(What this task involves): Your answer should be the complete set of entries, transcribed exactly.

── Supplied entries ──

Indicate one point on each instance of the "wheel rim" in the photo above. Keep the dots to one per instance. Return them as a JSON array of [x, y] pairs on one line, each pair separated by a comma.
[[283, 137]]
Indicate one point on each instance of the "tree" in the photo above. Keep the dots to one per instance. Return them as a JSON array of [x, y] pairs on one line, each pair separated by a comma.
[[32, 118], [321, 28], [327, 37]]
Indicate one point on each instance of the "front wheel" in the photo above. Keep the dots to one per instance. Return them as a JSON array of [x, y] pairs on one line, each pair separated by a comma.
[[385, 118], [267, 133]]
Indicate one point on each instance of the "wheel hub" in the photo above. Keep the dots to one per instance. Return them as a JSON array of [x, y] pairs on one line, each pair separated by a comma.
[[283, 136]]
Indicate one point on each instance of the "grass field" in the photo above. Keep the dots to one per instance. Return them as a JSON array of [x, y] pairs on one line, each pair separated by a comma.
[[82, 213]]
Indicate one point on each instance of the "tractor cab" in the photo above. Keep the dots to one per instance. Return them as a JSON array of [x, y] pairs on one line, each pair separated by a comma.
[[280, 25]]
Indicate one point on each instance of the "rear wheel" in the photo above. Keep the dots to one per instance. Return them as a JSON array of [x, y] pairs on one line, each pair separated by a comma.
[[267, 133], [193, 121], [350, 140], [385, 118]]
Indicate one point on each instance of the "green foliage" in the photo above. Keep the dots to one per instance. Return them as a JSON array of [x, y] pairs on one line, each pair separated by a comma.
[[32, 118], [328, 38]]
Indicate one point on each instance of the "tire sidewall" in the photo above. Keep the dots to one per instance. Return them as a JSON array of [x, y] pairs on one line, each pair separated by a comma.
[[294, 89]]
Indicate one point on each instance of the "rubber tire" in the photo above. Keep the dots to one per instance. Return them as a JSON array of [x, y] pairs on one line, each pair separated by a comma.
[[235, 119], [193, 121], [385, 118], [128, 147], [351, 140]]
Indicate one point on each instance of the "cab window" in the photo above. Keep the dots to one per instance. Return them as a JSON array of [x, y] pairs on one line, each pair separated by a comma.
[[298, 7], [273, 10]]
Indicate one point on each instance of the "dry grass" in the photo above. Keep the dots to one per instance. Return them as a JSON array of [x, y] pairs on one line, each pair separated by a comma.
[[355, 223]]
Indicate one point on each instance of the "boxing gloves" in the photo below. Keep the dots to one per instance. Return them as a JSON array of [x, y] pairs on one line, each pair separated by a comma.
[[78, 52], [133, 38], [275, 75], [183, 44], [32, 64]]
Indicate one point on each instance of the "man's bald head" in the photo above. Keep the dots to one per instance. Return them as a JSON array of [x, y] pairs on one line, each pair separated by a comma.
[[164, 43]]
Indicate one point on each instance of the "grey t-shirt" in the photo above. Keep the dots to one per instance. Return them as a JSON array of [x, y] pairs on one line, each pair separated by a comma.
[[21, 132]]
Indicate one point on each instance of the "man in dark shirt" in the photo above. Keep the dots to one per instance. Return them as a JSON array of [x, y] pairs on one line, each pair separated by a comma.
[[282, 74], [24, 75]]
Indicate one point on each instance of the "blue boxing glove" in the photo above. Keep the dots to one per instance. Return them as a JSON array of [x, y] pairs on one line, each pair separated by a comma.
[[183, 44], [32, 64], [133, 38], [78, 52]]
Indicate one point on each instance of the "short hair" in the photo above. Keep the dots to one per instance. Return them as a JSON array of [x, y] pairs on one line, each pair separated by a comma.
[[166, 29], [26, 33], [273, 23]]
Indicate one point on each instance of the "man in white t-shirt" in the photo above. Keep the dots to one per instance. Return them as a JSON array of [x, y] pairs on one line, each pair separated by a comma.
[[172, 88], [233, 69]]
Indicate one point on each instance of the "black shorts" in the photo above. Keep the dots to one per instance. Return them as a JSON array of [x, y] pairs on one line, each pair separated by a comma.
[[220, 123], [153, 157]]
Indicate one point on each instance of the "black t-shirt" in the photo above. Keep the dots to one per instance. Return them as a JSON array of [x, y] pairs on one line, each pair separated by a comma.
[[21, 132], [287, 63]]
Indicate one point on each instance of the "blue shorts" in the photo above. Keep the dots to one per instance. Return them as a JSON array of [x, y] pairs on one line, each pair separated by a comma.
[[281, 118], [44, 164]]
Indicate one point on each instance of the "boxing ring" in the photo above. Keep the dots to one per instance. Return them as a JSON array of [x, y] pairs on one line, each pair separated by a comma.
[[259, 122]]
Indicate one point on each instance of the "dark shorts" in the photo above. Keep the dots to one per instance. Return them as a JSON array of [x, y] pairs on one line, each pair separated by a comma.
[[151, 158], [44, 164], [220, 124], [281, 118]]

───

(Answer for the task):
Indicate one point on each instance of the "wheel rim" in the photo above. Keep the dots to one per instance. Return them as a JSON array of [x, y] pairs on one line, each pair separated by a comma.
[[283, 137]]
Indicate one point on each instance of the "tree" in the photo above. Keep the dots to one per instance. Return them as a JSON array of [x, y] pairs on one line, each pair separated by a comma.
[[32, 118], [321, 28], [327, 37]]
Indicate one point on each instance of the "front wheel" in the photo above. Keep the dots to one per instance. Return them as a JSON array of [x, y] pairs on one line, each pair separated by a comma.
[[385, 118], [267, 133]]
Indicate one point on each instance of the "wheel hub" in the photo above. Keep the dots to one per instance. Return them as a JSON array of [x, y] pairs on one line, each pair separated by a comma.
[[283, 136]]
Indicate one point on each instance of the "grass field" in the photo above. Keep the dots to one per instance. Return them as a JSON array of [x, y] pairs on one line, each pair separated by a comma.
[[82, 213]]
Indicate one point on each instance of the "tractor cab" in the photo above. Keep the dots to one per instance. Return them as a JSON array of [x, y] pairs on one line, each pair separated by a comma.
[[280, 25]]
Indicate one point on each instance of the "rear wheel" in the photo above. Keep the dots to one per instance. Return them as a JSON array of [x, y] pairs on one line, each pair separated by a comma.
[[267, 133], [193, 121], [350, 140], [385, 118]]
Indicate one point on each instance of the "green foliage" in the photo above. Keep the dots to one per instance. Return them as a JSON array of [x, y] pairs on one line, each pair separated by a comma.
[[32, 118], [328, 38]]
Indicate one point on each instance of the "tire sidewall" in the photo above. Keep the dots to one per instance. Return them as a JSON array of [x, y] pairs on one line, each pair separated by a comma.
[[294, 89]]
Indicate one point on each instance of the "rubber tire" in the photo above. Keep the dots to one per instance. Return them as a JSON array of [x, y] pairs on one line, each pair separated by a comma.
[[235, 119], [193, 121], [385, 118], [128, 147], [351, 140]]
Indicate one point on each instance of the "cab window" in the photo above. Keep the dots to one per instance. Return them as a JSON array of [x, y] pairs on one line, each pair separated by a comma.
[[298, 7], [273, 10]]
Indicate one point on each instance of the "dry grass" in the photo above. Keep the dots to one per instance. Return them as a JSON array of [x, y] pairs on one line, each pair separated by a comma.
[[355, 223]]
Indicate one point on each instance of the "boxing gloves" in the photo below. Keep the dots to one per instance. Return them as a JSON array of [x, y] pairs on one line, each pair separated by a comma.
[[78, 52], [133, 38], [275, 75], [183, 44], [32, 64]]
Indicate one point on each instance of the "man's bald head" in the photo above. Keep the dots to one per instance. Return them as a JSON array of [x, y] pairs on one line, each pair separated by a comma.
[[164, 43]]
Indicate one point on each instance of the "grey t-shirt" in the photo above. Keep the dots to one per instance. Return them as a JSON array of [x, y] pairs on one line, each pair separated by a comma.
[[21, 132]]
Indicate one point on each instance of the "man in dark shirt" in the photo above. Keep the dots to one per instance. Return them as a JSON array of [x, y] pairs on one line, each pair separated by a comma.
[[282, 74], [24, 75]]
Indicate one point on each instance of the "blue boxing glove" in the photo above. Keep the dots to one per instance. Return them as a JSON array of [x, y] pairs on one line, each pair separated by a comma.
[[183, 44], [32, 64], [133, 38], [78, 52]]
Indicate one point on each instance of the "short hair" in the photo above. Keep the dots to one per instance. Return them as a JSON array of [x, y] pairs on one line, each pair separated by a comma.
[[166, 29], [26, 33], [273, 23]]
Indicate one point on each instance of the "man in white t-shirt" in the photo above. Keep the dots to one per instance. Return them as a JSON array of [x, y] pairs on one line, each pair separated by a comma.
[[172, 88], [233, 69]]
Indicate one point on each instance of the "black shorts" in the photo above. Keep the dots to one per instance. Return them as a JSON array of [x, y] pairs on one line, each pair separated by a comma.
[[220, 123], [153, 157]]
Indicate one point on each instance of the "black t-shirt" in the photo above. Keep the dots to one per instance. Return them as a JSON array of [x, y] pairs on one line, each pair separated by a comma.
[[21, 132], [287, 63]]
Indicate one point on each instance of the "blue shorts" in the photo above. Keep the dots to one per instance. Return them as a JSON array of [x, y] pairs on one line, each pair separated by a comma.
[[281, 118], [44, 164]]
Indicate one point on each instance of the "boxing ring" in the photo above. Keep the dots to one per instance. Return them as a JSON array of [x, y] pairs on one line, each pair separated by a comma.
[[259, 122]]
Indicate one point on each instance of the "dark shorts" in the photo above. Keep the dots to one per instance. Return them as a JSON array of [x, y] pairs on one line, each pair separated by a comma.
[[151, 158], [44, 164], [220, 124], [281, 118]]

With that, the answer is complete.